**Given exercise 1:** Copy, unchanged, the lines of the listing below from the line containing "Where can the green" through the line containing "<point>389,91</point>", including both of those lines.

-- Begin Source --

What better way to learn about a new technology than to speak with a professional. In this article we will ask the tough questions that most programmers want to know about today's development tools.
Kais Dukes is a knowledgeable .NET enthusiast who is currently helping to build one of the world's largest financial systems using .NET technology. With a passion for Mathematics, Kais has always been keen to solve problems using his strong analytical skills. It was a pleasure to interview Kais, and find out exactly how he feels about today’s technologies.
Kais started out at the early age of 7 with Basic on a ZX spectrum, and has continued programming for the last 15 years. In the first of two interviews with Kais, we find out how a software professional feels about today’s technologies.
With the 2003 release of Visual Studio it’s clear that .NET is here to stay. How long have you been involved with C# and .NET?
Language development fascinates me. I’d heard that they [Microsoft] were working on a new language called COOL (Common Object Oriented Language) around 1998, mostly through unofficial Usenet posts. The speculation surrounding the incomplete C# submission to ECMA in 2000 was also interesting – it was not clear at the time whether Microsoft were planning to deliver just a pure language, or a complete set of class libraries (which they eventually did).

-- End Source --
-- Begin Exercise inputs --

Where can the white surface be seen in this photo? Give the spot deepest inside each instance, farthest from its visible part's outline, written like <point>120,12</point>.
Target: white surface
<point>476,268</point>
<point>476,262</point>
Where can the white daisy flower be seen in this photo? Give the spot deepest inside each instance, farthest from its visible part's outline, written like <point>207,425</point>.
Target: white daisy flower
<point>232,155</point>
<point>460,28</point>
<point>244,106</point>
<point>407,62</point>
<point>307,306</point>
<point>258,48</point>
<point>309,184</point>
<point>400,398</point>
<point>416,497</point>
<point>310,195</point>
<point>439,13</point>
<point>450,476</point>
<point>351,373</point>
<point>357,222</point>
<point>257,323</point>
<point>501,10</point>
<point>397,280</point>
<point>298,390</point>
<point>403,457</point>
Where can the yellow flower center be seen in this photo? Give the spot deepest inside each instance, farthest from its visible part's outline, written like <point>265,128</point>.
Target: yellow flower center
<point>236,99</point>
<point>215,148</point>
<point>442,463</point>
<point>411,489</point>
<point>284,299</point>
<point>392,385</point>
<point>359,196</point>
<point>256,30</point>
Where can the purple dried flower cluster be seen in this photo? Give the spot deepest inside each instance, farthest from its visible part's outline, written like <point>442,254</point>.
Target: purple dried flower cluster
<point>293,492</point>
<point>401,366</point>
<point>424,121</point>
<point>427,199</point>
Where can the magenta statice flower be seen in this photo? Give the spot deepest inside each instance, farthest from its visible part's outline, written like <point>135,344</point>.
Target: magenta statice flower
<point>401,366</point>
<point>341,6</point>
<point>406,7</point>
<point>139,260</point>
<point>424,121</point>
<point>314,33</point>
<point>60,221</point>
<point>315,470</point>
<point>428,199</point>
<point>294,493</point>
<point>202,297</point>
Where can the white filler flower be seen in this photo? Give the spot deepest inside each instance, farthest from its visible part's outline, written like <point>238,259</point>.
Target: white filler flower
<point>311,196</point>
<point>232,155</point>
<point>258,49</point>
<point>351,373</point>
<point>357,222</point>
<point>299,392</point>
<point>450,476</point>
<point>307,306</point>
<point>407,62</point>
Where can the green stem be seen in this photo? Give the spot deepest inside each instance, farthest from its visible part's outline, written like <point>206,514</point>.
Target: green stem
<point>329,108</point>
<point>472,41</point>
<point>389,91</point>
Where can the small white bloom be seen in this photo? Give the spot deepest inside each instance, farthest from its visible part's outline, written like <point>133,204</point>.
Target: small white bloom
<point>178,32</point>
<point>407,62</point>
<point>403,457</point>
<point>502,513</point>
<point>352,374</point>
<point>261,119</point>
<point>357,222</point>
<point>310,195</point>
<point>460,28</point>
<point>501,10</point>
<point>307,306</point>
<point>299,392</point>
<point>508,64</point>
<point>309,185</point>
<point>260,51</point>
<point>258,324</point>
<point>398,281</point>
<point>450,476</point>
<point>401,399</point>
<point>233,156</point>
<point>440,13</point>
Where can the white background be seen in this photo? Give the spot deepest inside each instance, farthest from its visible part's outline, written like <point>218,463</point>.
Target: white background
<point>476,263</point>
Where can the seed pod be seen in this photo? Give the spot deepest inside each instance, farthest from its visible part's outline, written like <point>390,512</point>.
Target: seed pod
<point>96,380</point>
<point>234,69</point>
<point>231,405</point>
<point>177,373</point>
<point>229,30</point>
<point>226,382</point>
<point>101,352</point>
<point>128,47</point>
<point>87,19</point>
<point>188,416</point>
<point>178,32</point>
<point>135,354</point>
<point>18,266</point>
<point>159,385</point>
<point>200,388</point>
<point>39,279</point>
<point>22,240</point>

-- End Exercise inputs --

**Given exercise 2:** Proceed with the interview about .NET and C# above, picking up right after its final sentence.

**Exercise output 1:**
Where can the green stem be seen in this photo? Give the spot deepest inside each instance, farthest from its visible part's outline, written like <point>206,514</point>.
Target: green stem
<point>329,108</point>
<point>472,41</point>
<point>389,91</point>

**Exercise output 2:**
What is your opinion of the two technologies .NET and Java?
Java has been a success for several reasons; one being that a virtual machine enables platform-neutrality. It’s clear that Microsoft must have been at least toying with some form of virtual machine for quite a while. It’s interesting that the technology behind MSIL appears to be older than it looks – they [Microsoft] bought out Colusua, who where developing a universal virtual machine, in 1996. Look at that, combined the whole J++ push, and its clear that Microsoft have long watched Java with keen interest.
Java developers seem to see C# as a Java clone. What are the fundamental differences between the two languages?
Opinions vary. I tend to look at C# / Java comparisons on two levels, syntactically and semantically. Looking at syntax, there’s no doubt that the languages are very similar. When defining the C# language, it seems that features dropped from C++ in Java were put back in C#, a good example being enums – I still can’t figure out any benefit of not having these in Java. The mighty const keyword as in C++ also didn’t make it into C#, but there are some related keywords, like const for compile-time constants, and readonly for runtime constant values.
Looking under the surface, we see huge differences between Java and C#. The fact that C# compiles down to IL and not byte code, means that it’s possible to produce a human-readable representation of what the Virtual Machine will actually execute. Also, a C# developer can now write a class, which a VB developer can then take and use or inherit from straight away.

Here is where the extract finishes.